**OBIETTIVO DEL COMPITO**
Come si traduce in inglese questa frase del brano sulla riservatezza: «Ci sono momenti, però, in cui scrivere di se stessi diventa catartico, liberatorio.»?

Mi è capitato molto raramente di scrivere pezzi in cui parlo di me stesso. Forse perché penso che i lettori non abbiano nessun interesse nell’apprendere aspetti della mia vita privata.

Chi mi conosce sa benissimo che ho una forte avversione alla pubblicazione, anche sui social, di foto o notizie che riguardano la mia intimità.

Precisando che ritengo intimo ogni momento che non sia pubblico.

La cena con amici, pranzi in famiglia, la vacanza, la gita fuori porta.

Le mie emozioni.

Ovviamente, se partecipo ad eventi, come moderatore, relatore o in qualsiasi altra veste, non mi sottraggo a macchine fotografiche o a telecamere.

Altrimenti non accetterei di presenziare.

Ma le ritengo due sfere assolutamente separate della mia esistenza.

Ci sono momenti, però, in cui scrivere di se stessi diventa catartico, liberatorio.

Un modo per esorcizzare, per metabolizzare, razionalizzare.

O anche semplicemente per fare autoanalisi.

Scherzosamente, ma non troppo, sostengo che mi evita di andare in cura da uno psichiatra.

Anche in questo caso, scelgo cosa raccontare e come.

**ESTRATTO DEI DATI**
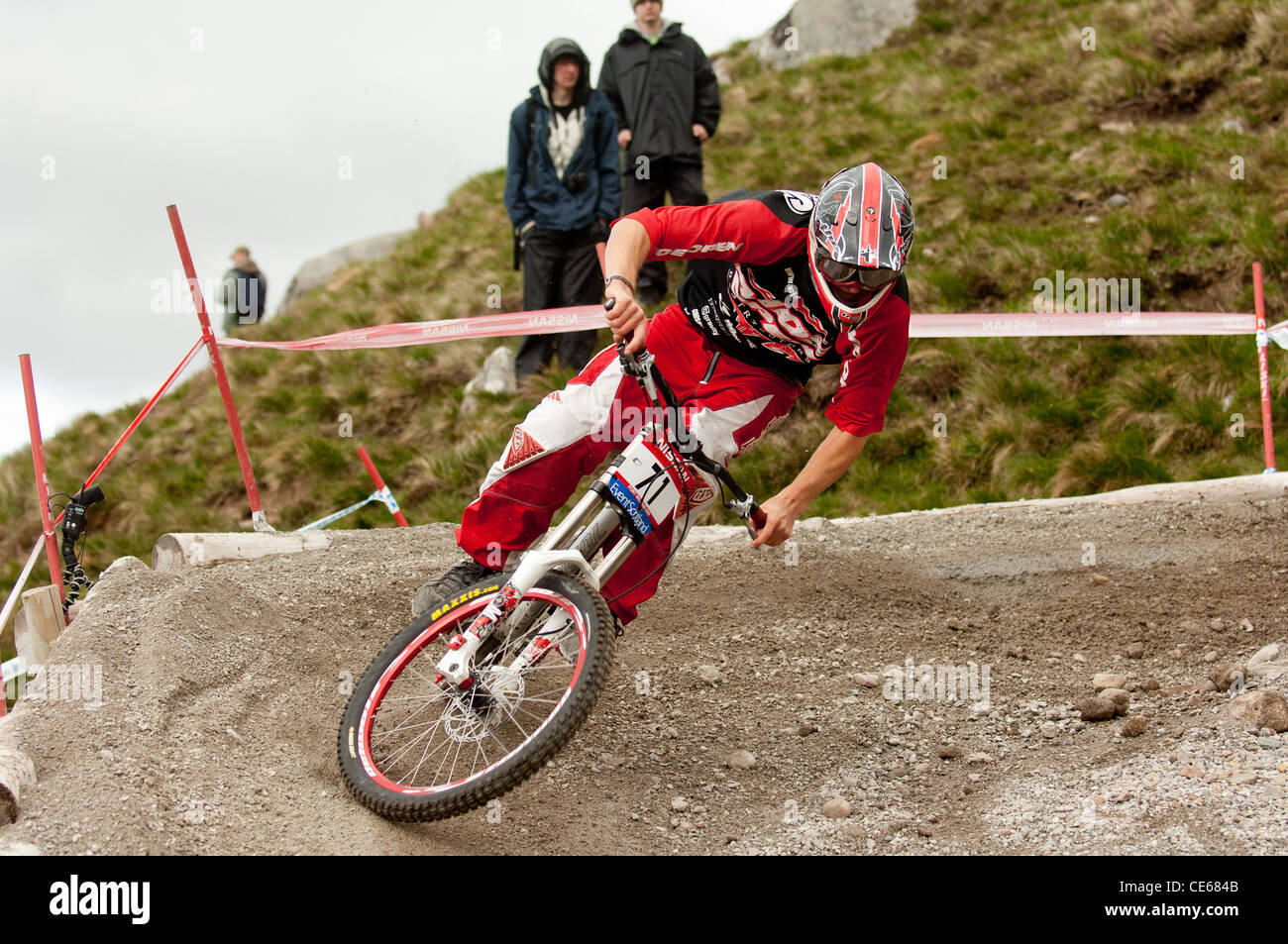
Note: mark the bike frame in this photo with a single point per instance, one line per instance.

**RISPOSTA QUI SOTTO**
There are times, however, when writing about oneself becomes cathartic, liberating.